(Annotation dataset entries)
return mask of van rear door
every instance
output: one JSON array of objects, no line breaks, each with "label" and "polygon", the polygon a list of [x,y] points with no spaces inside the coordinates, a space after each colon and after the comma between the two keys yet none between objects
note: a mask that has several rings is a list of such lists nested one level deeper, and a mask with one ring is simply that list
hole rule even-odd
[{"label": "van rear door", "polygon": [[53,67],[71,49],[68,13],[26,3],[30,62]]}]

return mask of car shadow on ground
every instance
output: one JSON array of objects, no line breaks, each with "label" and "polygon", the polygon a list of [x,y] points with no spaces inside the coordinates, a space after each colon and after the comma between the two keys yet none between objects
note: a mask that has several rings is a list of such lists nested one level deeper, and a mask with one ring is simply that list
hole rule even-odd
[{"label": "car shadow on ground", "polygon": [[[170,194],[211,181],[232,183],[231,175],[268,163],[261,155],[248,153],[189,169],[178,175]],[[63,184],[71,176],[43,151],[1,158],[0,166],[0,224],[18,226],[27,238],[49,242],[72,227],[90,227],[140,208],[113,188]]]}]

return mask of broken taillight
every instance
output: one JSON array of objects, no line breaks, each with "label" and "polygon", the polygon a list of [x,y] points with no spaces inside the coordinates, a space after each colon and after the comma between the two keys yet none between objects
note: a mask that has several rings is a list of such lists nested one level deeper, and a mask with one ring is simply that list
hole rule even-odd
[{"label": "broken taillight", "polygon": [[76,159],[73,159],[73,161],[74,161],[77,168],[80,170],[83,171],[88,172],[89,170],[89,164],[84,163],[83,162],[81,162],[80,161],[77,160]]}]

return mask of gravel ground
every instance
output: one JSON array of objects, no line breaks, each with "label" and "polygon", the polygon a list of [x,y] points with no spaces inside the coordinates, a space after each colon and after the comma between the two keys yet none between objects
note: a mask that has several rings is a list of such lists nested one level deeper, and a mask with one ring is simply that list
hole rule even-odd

WHAT TO DO: Reproduce all the records above, swapping "every instance" for "all instances" wherever it occurs and leaving every other character unchanged.

TASK RESPONSE:
return mask of van rear door
all instances
output: one JSON array of objects, no line breaks, each with "label" and "polygon", the polygon a list of [x,y] points with no spaces inside the coordinates, a space after each colon and after the comma between the two keys yet none between objects
note: a mask that has several rings is a list of such lists nested one level deeper, and a mask with one ring is simply that list
hole rule even-odd
[{"label": "van rear door", "polygon": [[53,67],[71,49],[68,13],[26,3],[30,62]]}]

return mask of car shadow on ground
all instances
output: one JSON array of objects, no line breaks, each with "label" and "polygon", the polygon a list of [x,y] points with no spaces inside the coordinates, a space after each colon and after the comma between the two keys yet none between objects
note: a mask that has several rings is a list of such lists nested one level deeper, and a mask with one ring is simply that list
hole rule even-odd
[{"label": "car shadow on ground", "polygon": [[[170,194],[211,181],[232,183],[231,175],[268,163],[261,155],[248,153],[189,169],[178,175]],[[63,184],[71,176],[43,151],[1,158],[0,166],[0,224],[18,226],[27,238],[49,242],[72,227],[90,227],[140,208],[113,188]]]}]

return mask of broken taillight
all instances
output: one JSON array of objects, no line breaks, each with "label" and "polygon", the polygon a list of [x,y] points with no spaces inside the coordinates, a space after each colon and after the comma between the two keys yet none between objects
note: a mask that has several rings is a list of such lists nested one level deeper, and a mask with one ring is simply that list
hole rule even-odd
[{"label": "broken taillight", "polygon": [[76,159],[73,159],[73,161],[74,161],[77,168],[80,170],[83,171],[88,172],[89,170],[89,164],[84,163],[83,162],[81,162],[80,161],[77,160]]}]

return mask of gravel ground
all instances
output: one JSON array of objects, no line breaks, each with "label" and "polygon", the polygon a list of [x,y] points with no spaces inside the coordinates, a space after each colon and after the comma between the two keys yet none between objects
note: a mask that has several rings is a list of such lists nested one level deeper, and a mask with one ring is simply that list
hole rule even-odd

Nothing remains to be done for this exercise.